(EXCERPT)
--- START ---

My best friend and I are always at loggerheads over our breakfast choices when eating out.
While she’s strictly savoury, and rarely wavers from her usual “avocado on toast with a side of crispy bacon, please,” I just can’t see past sweeter options like muesli, porridge, fruit toast, or a delicious banoffee mascarpone sandwich like this one below.
Many people base their menu choices off what they wouldn’t/couldn’t make at home. I could, and do (most days) make a selection off my own breakfast menu consisting of these options (minus the banoffee sandwich), but I love the interesting ingredient choices and ways I find them presented when eating out. And anyway, I happen to know said best friend makes a similar breakfast sans bacon every morning at home.

--- END ---

(ACTIVITY 1) In the breakfast excerpt, what is the best friend's usual order when eating out?
(ACTIVITY 2) Rewrite the breakfast excerpt between "While she’s strictly" and "this one below.", inclusive, with "porridge" changed to "pancakes".
The rows after this text are unrelated to it.

(EXTRACTED DATA)
--- START ---

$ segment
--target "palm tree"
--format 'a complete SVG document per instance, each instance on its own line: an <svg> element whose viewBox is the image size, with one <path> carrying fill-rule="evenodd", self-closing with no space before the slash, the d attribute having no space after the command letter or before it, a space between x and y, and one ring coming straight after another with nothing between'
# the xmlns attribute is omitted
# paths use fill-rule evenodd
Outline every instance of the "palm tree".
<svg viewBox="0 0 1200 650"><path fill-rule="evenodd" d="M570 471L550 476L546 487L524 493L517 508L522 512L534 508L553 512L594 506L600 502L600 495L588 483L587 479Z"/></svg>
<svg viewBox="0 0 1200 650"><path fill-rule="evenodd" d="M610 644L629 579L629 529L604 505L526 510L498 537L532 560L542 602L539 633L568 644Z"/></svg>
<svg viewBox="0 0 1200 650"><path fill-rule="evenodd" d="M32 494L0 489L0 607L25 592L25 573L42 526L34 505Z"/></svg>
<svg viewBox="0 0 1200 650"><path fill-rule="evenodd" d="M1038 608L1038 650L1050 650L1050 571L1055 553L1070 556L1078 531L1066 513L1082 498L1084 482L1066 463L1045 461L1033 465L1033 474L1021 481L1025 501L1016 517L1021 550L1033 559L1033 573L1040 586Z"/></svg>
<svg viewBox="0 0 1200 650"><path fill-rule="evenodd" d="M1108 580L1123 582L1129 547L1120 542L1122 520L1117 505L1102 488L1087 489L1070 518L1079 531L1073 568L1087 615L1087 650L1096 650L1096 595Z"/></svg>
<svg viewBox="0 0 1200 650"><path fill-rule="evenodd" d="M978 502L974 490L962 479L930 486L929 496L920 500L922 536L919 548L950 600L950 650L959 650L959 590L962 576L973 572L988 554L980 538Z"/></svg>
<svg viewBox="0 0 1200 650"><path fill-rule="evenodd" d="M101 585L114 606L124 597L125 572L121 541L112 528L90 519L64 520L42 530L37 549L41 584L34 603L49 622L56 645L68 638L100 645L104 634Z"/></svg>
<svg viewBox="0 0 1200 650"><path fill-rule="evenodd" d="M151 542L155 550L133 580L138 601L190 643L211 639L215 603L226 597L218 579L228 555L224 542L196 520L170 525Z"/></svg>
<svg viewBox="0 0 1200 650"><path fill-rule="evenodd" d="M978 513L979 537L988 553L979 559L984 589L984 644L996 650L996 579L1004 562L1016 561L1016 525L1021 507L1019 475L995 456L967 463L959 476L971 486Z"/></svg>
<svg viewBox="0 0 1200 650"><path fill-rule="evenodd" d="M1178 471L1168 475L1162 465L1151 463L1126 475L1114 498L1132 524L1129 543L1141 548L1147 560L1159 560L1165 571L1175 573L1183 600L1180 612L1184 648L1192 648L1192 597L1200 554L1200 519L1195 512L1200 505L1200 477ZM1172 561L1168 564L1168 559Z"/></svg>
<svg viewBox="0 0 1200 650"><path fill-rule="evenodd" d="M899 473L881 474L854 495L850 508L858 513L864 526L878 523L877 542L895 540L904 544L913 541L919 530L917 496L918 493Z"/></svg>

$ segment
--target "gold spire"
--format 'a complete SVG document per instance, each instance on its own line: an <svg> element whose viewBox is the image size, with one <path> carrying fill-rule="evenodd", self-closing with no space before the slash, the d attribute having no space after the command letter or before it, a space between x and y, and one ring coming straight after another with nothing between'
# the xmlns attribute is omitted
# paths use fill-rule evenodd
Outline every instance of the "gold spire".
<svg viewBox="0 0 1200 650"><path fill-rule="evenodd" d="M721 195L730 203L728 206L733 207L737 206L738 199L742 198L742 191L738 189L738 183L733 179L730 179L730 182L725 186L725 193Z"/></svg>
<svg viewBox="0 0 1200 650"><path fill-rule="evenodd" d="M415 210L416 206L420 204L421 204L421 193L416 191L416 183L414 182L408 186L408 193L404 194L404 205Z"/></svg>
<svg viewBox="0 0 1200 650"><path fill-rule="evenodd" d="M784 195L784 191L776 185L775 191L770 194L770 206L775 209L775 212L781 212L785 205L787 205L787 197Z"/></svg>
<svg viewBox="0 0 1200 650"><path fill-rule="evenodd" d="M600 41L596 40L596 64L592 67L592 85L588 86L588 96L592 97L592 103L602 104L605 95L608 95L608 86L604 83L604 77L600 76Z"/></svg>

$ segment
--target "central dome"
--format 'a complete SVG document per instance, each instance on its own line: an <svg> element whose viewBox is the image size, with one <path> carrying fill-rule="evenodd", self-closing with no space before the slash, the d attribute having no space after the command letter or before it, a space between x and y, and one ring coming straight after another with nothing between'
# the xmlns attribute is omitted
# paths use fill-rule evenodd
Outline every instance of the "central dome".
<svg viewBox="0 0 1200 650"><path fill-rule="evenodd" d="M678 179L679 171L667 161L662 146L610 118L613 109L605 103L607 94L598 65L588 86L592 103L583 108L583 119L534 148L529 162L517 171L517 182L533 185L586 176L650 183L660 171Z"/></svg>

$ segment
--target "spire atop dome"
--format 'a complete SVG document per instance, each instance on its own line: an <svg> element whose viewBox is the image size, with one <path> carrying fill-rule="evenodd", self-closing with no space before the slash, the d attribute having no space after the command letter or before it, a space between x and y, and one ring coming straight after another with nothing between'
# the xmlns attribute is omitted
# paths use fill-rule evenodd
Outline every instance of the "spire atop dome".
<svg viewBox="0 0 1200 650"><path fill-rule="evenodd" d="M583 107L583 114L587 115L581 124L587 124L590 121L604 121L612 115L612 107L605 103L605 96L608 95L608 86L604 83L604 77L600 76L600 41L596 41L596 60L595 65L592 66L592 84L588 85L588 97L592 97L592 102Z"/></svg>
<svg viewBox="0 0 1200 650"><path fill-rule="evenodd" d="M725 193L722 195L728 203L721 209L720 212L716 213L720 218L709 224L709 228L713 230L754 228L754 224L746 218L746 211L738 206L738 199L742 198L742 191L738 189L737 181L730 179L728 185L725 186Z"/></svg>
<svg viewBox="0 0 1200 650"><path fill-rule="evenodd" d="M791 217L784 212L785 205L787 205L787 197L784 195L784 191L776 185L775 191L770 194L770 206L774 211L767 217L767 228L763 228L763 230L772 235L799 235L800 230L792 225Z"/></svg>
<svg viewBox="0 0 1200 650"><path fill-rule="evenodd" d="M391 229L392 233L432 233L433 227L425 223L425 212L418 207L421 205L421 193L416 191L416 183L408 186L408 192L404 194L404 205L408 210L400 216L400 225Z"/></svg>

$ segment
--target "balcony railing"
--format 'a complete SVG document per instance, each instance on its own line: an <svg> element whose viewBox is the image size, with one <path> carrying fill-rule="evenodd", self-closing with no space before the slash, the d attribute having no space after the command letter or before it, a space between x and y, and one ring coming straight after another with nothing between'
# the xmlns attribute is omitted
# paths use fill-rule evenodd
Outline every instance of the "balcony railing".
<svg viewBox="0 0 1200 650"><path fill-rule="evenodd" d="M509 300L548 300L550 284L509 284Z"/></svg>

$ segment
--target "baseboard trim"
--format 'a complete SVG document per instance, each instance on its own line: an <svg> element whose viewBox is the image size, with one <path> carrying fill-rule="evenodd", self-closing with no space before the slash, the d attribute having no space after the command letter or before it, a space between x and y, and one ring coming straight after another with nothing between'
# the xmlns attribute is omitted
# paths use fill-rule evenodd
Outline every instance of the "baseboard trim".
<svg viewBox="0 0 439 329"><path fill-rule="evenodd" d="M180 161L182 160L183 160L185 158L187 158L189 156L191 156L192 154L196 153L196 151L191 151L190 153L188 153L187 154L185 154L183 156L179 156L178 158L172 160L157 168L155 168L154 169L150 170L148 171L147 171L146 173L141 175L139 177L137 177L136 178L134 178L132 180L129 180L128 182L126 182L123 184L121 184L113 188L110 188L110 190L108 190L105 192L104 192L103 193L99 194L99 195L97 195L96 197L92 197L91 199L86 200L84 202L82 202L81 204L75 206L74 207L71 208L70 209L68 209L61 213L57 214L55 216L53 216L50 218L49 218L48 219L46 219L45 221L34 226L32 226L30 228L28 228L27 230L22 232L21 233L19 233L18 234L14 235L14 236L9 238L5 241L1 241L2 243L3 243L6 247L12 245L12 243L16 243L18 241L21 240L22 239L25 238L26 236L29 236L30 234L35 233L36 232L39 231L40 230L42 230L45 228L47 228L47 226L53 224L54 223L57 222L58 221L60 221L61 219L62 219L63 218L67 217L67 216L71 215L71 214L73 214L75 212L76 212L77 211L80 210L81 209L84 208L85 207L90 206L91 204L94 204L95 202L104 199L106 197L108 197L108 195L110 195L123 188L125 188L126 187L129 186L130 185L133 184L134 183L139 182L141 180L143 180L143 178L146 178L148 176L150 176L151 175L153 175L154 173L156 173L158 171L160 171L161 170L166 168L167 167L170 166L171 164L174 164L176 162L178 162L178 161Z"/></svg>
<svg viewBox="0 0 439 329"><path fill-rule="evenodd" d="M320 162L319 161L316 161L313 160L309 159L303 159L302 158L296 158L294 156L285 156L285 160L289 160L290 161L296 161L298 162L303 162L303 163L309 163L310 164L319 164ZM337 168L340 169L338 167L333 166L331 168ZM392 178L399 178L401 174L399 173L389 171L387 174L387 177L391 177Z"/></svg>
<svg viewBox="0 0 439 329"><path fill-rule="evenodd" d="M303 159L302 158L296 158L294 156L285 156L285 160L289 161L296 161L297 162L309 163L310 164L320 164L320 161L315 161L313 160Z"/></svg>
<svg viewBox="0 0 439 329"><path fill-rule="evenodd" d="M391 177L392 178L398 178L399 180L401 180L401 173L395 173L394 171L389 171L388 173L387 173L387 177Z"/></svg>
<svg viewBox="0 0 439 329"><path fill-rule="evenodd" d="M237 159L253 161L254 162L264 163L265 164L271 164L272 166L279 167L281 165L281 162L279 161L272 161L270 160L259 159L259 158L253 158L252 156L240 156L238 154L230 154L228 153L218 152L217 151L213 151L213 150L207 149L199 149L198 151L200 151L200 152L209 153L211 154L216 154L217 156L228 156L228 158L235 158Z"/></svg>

--- END ---

(REPLY 1) Avocado on toast with a side of crispy bacon.

(REPLY 2)
While she’s strictly savoury, and rarely wavers from her usual “avocado on toast with a side of crispy bacon, please,” I just can’t see past sweeter options like muesli, pancakes, fruit toast, or a delicious banoffee mascarpone sandwich like this one below.